*** DATA ROWS ***
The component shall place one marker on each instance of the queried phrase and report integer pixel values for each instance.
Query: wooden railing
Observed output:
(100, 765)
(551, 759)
***
PROBLEM TO SOLVE
Copy every entry above word for word, line by line, with no changes.

REPLY TO THE TASK
The component shall place one marker on each instance of the queried phrase and report integer pixel values for each instance.
Query: wooden railing
Observed output:
(100, 765)
(551, 759)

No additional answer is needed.